- [WORK TO COMPLETE]:
Answer from the passage on megalibraries:
(a) What size chips are megalibraries typically stored on?
(b) Which two gases is the substrate exposed to during thermal annealing?
(c) What is the largest number of interfaces in nanoparticles synthesized with SPBCL?

- [EXERCISE PASSAGE]:
=== Begin Enclosure ===

= Megalibrary (nanotech) =

In nanotechnology, a megalibrary is an assembly of millions of nanostructures. Its contents vary by size, composition, and shape. A single megalibrary may contain more new inorganic materials than have been synthesized and characterized to date.

== Design ==
Megalibraries are typically stored on 2 cm x 2 cm chips, each holding millions of structures. They have been described as analogous to gene chips. The chips are prepared by using a cantilever-free lithography method to deposit the nanoreactors on the substrate. Parallel polymer pen lithography (PPL) can be combined with an ink spray-coating method to create pen arrays, where each pen has a different, but deliberately chosen quantity and composition of ink.

To synthesize metallic nanoparticles, this ink would consist of a block copolymer named poly(ethylene oxide)-b-poly(2-vinylpyridine) (PEO-b-P2VP), which has metal ions dissolved inside which eventually form the nanoparticles. Each pen deposits a small dot of ink onto the substrate, so that millions of dots in total are deposited on the substrate. Afterwards, the substrate with the deposited inks is slowly heated while being exposed to hydrogen and argon gas, in a process called thermal annealing. This allows the PEO-b-P2VP to decompose away while the dissolved metal ions in each dot of ink stick together and form a nanoparticle. This method of using polymer pen lithography with PEO-b-P2VP inks is also known as scanning probe block copolymer lithography (SPBCL), and can be used to create megalibraries of metallic nanoparticles with varying compositions and sizes.

Through SPBCL, nanoparticles consisting of as many as 7 different elements can be synthesized. In nanoparticles with multiple elements, there may be separate regions containing different crystal structures and compositions, the boundary between which is called an interface. Nanoparticles with as many as 6 interfaces have been synthesized with SPBCL.

== Applications ==
Megalibraries have identified catalysts for use in the clean energy, automotive and chemical industries, and researchers are exploring new ways to expand their applications. When the nanoparticles in a megalibrary are first synthesized, their properties, such as crystal structure and chemical composition, may be unknown. Oftentimes, it is necessary to determine these properties to determine which nanoparticles would also be suitable for a particular application. Methods to do this would need to be very efficient, because a megalibrary can contain millions of nanoparticles to be analyzed.

=== End Enclosure ===

- [DATASET ENTRIES]:
=== Begin Enclosure ===

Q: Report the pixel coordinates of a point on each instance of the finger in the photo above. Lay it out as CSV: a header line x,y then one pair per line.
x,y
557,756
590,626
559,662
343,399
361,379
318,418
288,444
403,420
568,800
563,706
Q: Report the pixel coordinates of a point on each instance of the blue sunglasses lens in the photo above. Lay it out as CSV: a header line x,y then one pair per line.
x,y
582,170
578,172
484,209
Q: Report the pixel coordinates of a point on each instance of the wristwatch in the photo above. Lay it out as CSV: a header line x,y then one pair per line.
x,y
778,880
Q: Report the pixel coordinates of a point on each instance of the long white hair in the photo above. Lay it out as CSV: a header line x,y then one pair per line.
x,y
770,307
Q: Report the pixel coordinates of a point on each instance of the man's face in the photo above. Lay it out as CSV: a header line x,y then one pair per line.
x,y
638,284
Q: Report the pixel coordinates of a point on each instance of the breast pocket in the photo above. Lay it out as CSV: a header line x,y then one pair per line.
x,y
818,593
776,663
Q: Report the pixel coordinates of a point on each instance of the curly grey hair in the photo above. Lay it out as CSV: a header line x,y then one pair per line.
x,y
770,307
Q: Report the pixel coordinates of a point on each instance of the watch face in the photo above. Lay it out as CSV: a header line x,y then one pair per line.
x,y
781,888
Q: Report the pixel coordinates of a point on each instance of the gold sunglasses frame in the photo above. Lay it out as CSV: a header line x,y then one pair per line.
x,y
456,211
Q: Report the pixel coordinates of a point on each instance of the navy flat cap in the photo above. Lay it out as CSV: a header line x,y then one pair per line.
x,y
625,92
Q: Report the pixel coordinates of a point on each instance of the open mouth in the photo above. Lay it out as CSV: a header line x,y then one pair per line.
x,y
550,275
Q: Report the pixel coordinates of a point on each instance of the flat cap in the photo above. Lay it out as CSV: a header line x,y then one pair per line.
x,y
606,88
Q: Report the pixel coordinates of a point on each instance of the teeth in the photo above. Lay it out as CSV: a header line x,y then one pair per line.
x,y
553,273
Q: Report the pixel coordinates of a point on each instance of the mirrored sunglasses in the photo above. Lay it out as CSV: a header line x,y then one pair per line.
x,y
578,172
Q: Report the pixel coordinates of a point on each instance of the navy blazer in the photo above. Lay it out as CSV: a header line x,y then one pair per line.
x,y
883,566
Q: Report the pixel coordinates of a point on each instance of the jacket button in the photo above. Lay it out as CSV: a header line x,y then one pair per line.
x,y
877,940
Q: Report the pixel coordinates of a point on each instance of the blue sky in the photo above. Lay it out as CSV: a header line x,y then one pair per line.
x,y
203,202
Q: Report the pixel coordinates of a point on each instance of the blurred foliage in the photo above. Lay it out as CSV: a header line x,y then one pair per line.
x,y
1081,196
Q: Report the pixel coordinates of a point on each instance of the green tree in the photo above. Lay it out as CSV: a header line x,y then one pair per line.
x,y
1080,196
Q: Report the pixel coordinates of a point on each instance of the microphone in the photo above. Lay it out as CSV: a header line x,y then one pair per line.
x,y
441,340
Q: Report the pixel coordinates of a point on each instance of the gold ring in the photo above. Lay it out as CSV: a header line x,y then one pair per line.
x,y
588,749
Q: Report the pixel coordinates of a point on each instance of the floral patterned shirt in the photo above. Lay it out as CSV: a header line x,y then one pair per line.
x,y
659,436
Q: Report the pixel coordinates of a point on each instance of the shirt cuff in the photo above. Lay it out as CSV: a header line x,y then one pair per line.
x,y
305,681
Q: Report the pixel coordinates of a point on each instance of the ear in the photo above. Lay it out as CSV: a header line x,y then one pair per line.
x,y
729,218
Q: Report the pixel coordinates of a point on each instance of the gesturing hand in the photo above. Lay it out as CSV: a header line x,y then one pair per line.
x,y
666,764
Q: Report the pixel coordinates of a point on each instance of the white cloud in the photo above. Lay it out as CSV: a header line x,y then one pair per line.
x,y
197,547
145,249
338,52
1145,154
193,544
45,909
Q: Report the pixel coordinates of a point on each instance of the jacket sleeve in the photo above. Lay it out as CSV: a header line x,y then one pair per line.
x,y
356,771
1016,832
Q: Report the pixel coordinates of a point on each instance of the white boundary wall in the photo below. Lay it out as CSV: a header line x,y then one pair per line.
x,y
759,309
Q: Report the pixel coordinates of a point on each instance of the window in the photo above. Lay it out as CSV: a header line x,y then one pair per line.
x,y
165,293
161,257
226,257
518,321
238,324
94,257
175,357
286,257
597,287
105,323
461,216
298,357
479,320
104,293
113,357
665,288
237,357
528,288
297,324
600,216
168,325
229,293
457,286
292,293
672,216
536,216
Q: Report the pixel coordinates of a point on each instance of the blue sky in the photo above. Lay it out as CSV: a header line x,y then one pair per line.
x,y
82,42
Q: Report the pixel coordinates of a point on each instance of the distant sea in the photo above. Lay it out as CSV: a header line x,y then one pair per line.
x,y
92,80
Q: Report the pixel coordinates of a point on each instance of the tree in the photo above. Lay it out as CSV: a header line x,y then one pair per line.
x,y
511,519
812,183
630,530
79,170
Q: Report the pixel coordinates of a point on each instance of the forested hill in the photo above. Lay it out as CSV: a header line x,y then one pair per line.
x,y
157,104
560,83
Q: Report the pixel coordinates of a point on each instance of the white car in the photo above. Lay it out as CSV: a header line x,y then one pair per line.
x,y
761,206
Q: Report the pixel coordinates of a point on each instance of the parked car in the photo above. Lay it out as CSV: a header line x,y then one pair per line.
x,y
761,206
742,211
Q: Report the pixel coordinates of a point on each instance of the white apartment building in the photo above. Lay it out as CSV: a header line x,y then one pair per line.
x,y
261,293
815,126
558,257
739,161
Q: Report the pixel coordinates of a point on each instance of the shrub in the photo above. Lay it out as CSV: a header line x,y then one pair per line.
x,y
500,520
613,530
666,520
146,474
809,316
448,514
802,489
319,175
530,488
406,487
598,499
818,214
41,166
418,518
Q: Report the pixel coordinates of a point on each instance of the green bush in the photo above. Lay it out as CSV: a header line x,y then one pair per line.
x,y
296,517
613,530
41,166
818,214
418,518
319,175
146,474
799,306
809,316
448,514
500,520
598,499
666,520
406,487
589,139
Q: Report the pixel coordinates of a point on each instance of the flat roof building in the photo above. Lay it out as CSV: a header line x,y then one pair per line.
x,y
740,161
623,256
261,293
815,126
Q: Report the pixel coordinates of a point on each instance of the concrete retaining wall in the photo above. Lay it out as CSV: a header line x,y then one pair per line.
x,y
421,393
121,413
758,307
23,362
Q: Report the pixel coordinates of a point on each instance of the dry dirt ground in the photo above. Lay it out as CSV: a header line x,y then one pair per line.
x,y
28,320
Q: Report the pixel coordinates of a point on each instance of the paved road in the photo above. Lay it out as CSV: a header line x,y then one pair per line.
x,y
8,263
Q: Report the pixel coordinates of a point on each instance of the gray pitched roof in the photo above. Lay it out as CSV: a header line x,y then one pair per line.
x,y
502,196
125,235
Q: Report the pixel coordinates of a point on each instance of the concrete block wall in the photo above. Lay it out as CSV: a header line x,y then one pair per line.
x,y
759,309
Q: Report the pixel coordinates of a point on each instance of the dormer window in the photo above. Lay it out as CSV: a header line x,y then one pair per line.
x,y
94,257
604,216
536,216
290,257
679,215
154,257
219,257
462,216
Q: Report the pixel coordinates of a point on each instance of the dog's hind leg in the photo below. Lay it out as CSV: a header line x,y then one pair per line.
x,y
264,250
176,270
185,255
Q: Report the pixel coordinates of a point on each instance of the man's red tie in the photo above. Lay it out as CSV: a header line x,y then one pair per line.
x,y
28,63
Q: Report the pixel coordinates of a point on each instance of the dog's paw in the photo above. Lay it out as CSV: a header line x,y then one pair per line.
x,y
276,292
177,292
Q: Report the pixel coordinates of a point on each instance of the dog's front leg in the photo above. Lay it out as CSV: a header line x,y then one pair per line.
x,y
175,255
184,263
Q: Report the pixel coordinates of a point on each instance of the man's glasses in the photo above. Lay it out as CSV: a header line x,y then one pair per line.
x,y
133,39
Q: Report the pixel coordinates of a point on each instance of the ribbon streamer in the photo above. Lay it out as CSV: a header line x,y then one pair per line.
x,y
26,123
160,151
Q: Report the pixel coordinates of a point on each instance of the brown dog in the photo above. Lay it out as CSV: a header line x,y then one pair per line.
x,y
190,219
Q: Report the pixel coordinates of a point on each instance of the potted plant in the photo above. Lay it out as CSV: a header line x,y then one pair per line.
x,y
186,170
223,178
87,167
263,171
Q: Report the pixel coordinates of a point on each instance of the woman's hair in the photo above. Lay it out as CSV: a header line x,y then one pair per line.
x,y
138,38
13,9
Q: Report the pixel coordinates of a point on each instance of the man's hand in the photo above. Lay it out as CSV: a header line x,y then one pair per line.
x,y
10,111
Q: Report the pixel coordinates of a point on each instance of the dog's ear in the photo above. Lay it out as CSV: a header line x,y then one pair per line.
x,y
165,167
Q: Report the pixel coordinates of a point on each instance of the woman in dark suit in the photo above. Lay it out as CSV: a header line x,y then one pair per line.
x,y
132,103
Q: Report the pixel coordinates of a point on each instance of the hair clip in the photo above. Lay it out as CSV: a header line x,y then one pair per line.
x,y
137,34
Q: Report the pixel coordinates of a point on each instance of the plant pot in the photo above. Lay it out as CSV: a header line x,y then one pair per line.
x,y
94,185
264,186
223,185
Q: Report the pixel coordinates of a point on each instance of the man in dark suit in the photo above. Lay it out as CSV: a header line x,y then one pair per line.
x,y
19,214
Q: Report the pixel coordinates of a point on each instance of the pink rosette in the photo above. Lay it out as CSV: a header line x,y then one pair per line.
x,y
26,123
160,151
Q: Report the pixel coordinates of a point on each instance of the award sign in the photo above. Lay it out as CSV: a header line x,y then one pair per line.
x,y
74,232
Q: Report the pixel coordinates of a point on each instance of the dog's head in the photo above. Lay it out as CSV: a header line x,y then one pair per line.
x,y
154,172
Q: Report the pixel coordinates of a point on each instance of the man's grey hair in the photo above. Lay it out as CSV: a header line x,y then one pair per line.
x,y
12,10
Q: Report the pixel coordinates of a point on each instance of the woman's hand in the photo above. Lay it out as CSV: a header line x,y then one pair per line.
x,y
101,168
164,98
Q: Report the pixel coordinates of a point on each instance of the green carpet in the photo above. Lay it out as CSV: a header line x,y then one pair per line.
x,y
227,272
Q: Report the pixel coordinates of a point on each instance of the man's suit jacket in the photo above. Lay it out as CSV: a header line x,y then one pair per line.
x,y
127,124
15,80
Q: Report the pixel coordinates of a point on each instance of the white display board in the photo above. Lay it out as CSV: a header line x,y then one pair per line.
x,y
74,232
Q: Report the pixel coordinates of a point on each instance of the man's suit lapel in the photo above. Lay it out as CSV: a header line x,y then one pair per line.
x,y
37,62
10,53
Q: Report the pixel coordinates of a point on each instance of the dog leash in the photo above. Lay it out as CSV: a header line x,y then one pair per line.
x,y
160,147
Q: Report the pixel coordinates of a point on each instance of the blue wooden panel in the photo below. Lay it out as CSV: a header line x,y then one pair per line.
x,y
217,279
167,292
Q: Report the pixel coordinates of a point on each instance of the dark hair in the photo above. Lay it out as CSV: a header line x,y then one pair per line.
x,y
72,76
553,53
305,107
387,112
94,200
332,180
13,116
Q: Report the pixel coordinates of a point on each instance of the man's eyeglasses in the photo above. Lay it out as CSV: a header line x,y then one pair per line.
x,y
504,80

=== End Enclosure ===

- [SOLUTION]:
(a) 2 cm x 2 cm
(b) Hydrogen and argon
(c) 6